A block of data
###
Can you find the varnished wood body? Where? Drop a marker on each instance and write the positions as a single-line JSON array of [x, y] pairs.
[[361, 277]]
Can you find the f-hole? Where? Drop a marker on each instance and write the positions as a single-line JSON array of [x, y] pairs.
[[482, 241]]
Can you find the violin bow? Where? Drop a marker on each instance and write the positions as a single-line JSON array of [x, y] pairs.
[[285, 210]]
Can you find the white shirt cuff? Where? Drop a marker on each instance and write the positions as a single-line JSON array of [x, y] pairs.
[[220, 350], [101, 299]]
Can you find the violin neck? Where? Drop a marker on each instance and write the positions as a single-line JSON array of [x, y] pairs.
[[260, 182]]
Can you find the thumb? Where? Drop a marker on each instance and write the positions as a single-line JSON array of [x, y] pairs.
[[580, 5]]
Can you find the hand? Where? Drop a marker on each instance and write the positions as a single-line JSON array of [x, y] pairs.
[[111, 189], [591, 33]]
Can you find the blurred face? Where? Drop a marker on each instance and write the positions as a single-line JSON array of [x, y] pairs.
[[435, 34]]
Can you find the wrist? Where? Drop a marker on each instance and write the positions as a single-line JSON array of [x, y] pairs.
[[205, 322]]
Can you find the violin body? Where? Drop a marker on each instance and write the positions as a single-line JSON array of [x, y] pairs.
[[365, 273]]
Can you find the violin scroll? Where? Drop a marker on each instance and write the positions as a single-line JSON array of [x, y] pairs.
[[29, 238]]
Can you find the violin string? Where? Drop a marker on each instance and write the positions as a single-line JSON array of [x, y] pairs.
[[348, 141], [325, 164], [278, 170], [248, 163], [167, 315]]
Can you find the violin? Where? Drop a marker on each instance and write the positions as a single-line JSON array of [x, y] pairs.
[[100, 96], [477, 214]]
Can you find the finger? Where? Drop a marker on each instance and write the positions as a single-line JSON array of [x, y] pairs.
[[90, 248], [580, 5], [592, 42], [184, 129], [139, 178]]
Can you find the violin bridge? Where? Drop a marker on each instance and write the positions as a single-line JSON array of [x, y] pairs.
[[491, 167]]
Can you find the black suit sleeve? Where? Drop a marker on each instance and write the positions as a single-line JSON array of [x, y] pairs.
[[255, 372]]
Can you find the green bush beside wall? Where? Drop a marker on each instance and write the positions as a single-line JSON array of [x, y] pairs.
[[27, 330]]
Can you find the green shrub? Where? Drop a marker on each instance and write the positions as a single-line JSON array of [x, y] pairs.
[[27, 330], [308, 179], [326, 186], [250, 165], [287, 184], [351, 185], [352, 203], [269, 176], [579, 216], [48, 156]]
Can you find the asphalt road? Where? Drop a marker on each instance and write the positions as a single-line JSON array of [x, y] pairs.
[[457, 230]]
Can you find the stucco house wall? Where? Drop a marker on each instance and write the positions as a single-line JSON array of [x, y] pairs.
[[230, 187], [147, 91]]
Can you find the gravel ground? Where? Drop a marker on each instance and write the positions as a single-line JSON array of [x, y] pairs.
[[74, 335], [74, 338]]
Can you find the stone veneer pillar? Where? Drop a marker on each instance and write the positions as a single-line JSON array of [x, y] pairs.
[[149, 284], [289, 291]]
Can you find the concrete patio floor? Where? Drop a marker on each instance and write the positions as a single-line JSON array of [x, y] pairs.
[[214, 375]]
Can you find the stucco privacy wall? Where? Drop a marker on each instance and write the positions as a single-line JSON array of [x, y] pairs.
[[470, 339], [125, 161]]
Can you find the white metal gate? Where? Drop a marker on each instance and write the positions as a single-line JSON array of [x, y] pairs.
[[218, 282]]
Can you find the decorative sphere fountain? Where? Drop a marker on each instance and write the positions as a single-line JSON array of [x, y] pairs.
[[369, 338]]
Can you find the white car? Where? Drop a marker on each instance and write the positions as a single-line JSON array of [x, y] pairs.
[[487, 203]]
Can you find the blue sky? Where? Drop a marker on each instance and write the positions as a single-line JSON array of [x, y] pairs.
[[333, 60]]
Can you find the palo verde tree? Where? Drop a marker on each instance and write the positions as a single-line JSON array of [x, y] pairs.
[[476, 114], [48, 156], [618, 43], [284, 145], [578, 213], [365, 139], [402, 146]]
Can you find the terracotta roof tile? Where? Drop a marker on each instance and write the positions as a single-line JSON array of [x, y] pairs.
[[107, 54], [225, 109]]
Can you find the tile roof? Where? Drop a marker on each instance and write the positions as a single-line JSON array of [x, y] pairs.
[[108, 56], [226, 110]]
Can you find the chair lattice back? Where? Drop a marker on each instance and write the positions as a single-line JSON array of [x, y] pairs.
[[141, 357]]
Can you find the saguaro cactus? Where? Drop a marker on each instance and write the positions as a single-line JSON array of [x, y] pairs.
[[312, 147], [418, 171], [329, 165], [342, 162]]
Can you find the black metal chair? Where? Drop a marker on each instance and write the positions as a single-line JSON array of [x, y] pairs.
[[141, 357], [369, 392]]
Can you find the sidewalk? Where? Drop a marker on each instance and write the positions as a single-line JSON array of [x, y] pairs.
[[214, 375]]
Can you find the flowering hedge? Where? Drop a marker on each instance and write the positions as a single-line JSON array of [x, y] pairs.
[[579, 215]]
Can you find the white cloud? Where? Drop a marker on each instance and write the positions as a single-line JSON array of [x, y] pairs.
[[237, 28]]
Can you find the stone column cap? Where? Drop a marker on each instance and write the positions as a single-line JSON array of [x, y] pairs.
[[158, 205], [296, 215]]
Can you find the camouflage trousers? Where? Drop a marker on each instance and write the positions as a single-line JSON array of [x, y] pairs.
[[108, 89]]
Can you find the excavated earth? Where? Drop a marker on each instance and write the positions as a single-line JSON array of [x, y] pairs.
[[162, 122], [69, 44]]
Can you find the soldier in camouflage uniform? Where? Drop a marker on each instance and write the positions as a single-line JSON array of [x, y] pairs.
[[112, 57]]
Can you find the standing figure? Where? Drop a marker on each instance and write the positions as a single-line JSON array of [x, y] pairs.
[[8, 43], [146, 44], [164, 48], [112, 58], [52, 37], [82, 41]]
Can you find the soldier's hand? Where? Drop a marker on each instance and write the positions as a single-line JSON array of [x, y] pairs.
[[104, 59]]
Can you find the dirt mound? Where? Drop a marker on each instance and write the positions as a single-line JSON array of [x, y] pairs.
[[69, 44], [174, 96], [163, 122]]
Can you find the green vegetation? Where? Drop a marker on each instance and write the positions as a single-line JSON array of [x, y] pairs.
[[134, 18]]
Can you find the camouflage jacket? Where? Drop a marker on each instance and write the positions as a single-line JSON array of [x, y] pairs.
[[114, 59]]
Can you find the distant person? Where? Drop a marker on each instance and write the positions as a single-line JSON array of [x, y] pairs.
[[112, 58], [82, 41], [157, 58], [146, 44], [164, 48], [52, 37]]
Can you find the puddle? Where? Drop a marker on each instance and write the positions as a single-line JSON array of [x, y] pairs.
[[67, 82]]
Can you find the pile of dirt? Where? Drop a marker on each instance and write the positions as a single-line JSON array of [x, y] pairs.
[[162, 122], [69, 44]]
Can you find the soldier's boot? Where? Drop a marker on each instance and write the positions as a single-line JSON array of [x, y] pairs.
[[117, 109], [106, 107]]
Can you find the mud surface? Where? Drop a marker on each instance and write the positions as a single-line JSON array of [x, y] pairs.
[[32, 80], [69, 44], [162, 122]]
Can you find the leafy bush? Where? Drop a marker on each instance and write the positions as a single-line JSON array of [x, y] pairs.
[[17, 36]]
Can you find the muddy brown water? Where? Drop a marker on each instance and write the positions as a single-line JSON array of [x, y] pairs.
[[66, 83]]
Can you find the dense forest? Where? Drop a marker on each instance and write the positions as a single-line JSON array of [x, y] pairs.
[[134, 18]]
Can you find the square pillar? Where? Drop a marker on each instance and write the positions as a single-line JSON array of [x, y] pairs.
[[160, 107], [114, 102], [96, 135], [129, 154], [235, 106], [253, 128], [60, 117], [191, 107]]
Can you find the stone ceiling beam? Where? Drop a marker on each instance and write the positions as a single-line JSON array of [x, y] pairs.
###
• _YOUR TASK_
Switch "saguaro cactus" to "barrel cactus" in the listing, starting at the line that has "Can you find the decorative" and stopping after the line that has "[[579, 215]]". Return only those lines, with everything else left the same.

• _THE RESPONSE_
Can you find the decorative sphere fountain? Where? Drop a marker on each instance and write the positions as a single-line JSON array of [x, y] pairs.
[[369, 338]]
Can you find the white car? Where? Drop a marker on each instance and write the positions as a single-line JSON array of [x, y] pairs.
[[487, 203]]
Can you find the blue sky? Where? Drop a marker on each instance and write the positions as a single-line JSON array of [x, y] pairs.
[[333, 60]]
Can you find the palo verde tree? Where? Drop a marker on each instance and write the positions as a single-line JSON array of [x, y] pairs.
[[476, 114], [48, 156], [618, 43], [284, 145], [578, 213], [365, 139], [402, 146]]
Can you find the terracotta roof tile? Where? Drop a marker on each instance and write the positions as a single-line JSON array of [x, y] pairs.
[[107, 54], [225, 109]]
Can you find the tile roof? Where? Drop a marker on each instance and write the positions as a single-line JSON array of [x, y] pairs.
[[108, 56], [226, 110]]
Can you find the chair lattice back? Where? Drop a marker on each instance and write the positions as a single-line JSON array of [x, y] pairs.
[[141, 357]]
Can you find the barrel cactus? Where? Drop a marker on each instance and write the positions as a single-line JSON array of [x, y] pairs.
[[312, 147], [418, 171], [329, 165], [342, 162]]
Can you find the black metal chair? Where? Drop a marker on each instance and write the positions as a single-line JSON array of [x, y] pairs.
[[141, 357], [369, 392]]
Can you find the sidewalk? Where? Drop a marker on each instance and write the positions as a single-line JSON array of [x, y] pairs.
[[214, 375]]
Can you find the flowering hedge? Where? Drop a marker on each instance and write the positions as a single-line JSON array of [x, y] pairs.
[[579, 215]]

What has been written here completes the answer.